● **What needs to be done**:
Collect every line of the entries that contains the word "teal". Case counts.

--- Begin ---

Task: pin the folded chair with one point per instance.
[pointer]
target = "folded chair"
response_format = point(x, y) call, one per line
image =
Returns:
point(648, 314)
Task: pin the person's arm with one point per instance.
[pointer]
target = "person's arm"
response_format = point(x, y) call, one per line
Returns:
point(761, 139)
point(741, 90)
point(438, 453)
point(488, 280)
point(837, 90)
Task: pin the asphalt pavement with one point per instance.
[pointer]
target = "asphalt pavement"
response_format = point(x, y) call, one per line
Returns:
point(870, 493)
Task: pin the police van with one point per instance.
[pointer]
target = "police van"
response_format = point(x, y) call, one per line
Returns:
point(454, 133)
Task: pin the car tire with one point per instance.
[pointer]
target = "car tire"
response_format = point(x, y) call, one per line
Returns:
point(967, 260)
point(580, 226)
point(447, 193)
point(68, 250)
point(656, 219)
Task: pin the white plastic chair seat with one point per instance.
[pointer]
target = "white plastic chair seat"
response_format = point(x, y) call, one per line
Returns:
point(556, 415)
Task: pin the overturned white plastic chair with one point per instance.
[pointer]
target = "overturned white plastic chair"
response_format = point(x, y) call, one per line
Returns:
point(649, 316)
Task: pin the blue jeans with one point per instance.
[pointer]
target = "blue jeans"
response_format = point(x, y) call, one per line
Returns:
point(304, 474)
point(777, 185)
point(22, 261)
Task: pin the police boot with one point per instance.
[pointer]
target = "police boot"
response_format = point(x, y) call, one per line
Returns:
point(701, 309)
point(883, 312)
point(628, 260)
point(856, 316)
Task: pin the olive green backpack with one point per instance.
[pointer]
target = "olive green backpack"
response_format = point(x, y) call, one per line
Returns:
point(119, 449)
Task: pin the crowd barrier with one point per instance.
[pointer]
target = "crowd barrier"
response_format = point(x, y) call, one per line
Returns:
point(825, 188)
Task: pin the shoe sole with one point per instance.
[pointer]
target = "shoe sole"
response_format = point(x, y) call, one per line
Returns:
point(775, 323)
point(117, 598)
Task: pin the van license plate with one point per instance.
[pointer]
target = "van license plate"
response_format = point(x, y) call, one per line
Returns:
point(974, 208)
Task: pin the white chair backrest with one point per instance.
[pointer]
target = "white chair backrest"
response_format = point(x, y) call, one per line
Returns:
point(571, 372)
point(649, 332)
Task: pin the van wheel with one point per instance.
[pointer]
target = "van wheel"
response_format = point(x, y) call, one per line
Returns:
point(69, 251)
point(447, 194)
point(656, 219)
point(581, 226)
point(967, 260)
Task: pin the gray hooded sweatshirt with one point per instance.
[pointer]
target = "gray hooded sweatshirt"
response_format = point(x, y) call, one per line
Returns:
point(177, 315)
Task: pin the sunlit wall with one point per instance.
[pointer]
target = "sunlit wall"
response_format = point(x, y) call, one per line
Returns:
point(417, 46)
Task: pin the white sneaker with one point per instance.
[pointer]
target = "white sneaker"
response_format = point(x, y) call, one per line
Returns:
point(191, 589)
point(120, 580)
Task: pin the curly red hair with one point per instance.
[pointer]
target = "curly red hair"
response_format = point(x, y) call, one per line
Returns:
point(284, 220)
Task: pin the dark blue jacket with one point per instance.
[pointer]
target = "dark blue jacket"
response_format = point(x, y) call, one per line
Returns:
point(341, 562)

--- End ---
--- Begin ---

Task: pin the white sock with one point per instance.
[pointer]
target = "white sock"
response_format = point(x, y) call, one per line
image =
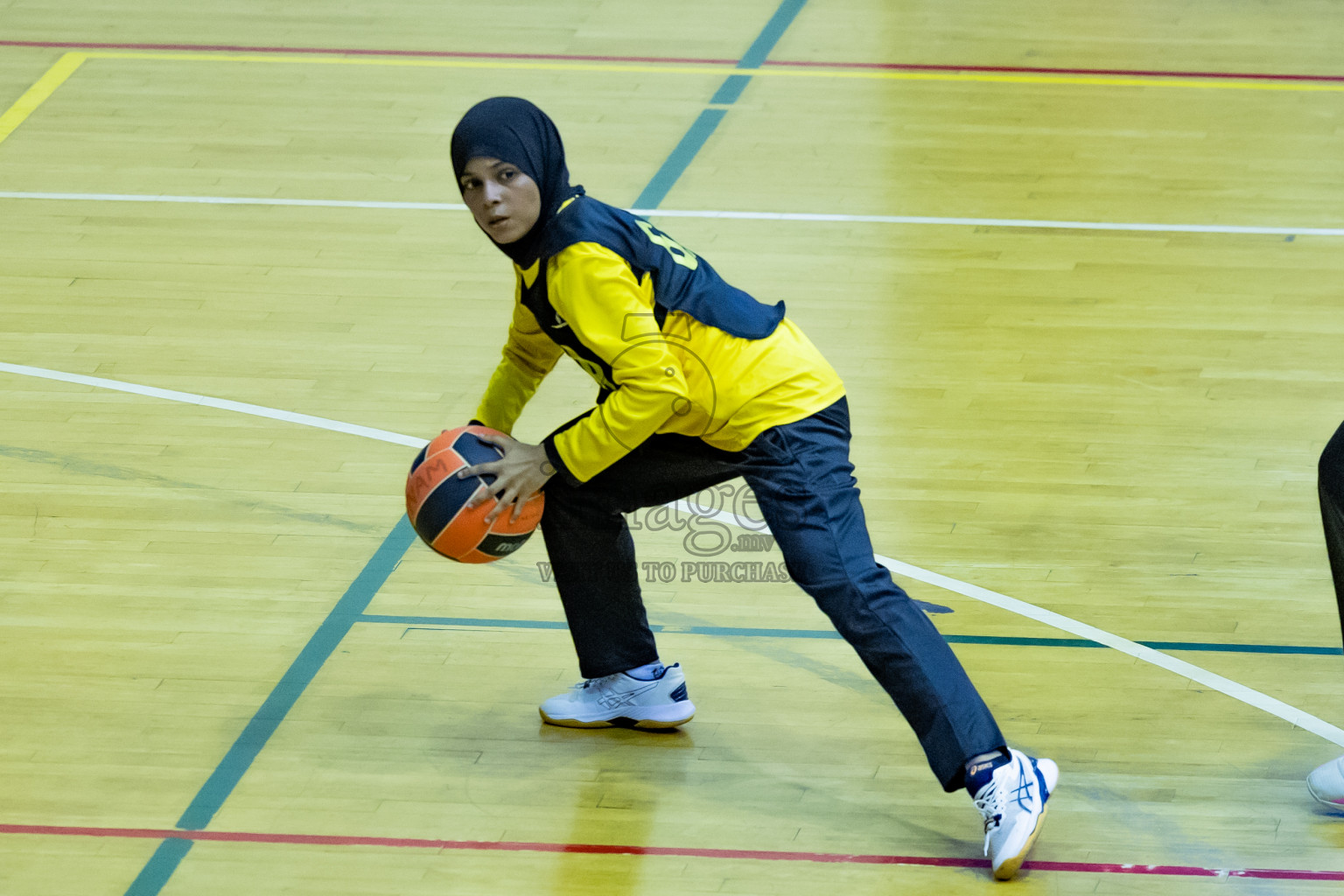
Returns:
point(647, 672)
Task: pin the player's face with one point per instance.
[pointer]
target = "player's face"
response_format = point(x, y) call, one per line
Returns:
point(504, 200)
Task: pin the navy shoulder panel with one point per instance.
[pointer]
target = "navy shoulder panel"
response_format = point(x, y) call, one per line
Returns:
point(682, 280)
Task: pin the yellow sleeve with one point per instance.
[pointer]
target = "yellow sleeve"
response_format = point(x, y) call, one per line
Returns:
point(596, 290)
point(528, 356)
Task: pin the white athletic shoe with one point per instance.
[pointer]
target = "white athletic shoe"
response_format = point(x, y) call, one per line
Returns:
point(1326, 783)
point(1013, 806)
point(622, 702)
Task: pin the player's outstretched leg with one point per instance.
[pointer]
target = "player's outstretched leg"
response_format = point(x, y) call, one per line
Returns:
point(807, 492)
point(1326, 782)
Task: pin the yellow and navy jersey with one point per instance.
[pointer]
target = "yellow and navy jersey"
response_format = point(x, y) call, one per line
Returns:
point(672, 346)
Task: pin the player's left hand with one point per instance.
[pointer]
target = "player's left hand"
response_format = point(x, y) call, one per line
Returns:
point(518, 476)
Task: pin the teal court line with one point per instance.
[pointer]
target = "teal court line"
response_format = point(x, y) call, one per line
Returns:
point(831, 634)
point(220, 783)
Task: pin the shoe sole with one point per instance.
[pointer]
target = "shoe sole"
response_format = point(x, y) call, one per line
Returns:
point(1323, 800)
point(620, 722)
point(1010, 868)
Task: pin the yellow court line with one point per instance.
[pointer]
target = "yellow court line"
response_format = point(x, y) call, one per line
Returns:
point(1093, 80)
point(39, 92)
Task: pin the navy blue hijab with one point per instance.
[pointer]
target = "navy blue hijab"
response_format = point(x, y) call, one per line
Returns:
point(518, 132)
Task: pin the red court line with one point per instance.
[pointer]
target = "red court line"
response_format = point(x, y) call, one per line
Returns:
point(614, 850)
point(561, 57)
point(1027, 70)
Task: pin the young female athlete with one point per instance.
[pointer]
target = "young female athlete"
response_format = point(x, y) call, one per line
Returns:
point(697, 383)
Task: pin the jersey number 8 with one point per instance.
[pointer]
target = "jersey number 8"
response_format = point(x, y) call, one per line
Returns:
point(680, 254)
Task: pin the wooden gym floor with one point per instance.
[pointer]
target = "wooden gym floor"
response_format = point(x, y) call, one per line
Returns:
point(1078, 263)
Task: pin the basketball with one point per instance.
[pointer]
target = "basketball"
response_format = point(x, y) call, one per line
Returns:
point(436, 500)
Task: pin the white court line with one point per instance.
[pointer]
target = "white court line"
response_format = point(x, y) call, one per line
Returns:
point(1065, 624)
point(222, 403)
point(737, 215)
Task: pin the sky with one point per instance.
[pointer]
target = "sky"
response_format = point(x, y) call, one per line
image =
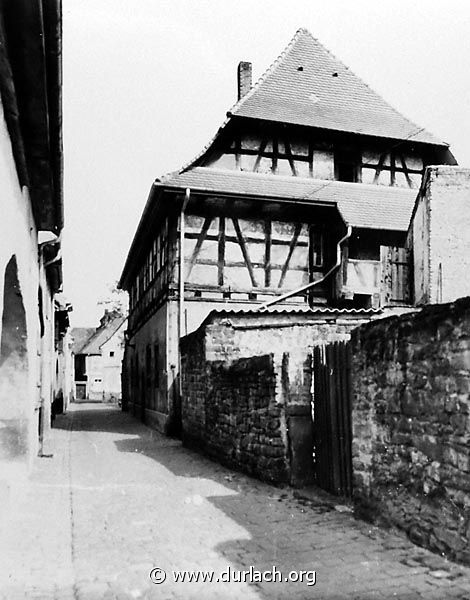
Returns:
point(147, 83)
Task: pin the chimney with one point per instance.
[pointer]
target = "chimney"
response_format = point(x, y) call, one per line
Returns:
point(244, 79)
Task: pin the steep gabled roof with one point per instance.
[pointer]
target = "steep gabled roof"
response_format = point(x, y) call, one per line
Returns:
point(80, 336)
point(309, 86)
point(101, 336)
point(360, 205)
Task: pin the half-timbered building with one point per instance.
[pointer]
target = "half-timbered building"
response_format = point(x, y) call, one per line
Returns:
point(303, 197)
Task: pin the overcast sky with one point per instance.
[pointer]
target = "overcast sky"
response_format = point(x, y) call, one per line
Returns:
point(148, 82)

--- End ---

● **Answer to the problem**:
Task: pin the teal court line with one point per instance.
target = "teal court line"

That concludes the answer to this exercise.